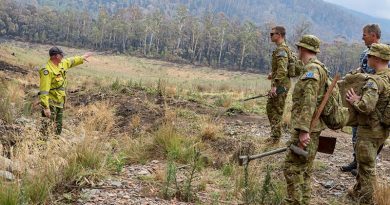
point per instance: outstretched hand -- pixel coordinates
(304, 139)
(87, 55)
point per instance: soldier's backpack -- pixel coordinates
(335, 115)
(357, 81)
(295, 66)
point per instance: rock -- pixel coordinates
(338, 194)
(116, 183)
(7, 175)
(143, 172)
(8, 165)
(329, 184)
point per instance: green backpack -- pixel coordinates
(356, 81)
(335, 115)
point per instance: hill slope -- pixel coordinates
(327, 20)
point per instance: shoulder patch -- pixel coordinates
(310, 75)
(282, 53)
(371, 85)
+ + +
▸ **Goal of the exercise**: Would you retype the lines of the data above, from the one holding "point per instance: shoulder" through its final line, exactly and without adding any other line?

▸ **Solution to this problem**:
point per instance: shoulder patch -- pixel coordinates
(310, 75)
(282, 53)
(371, 85)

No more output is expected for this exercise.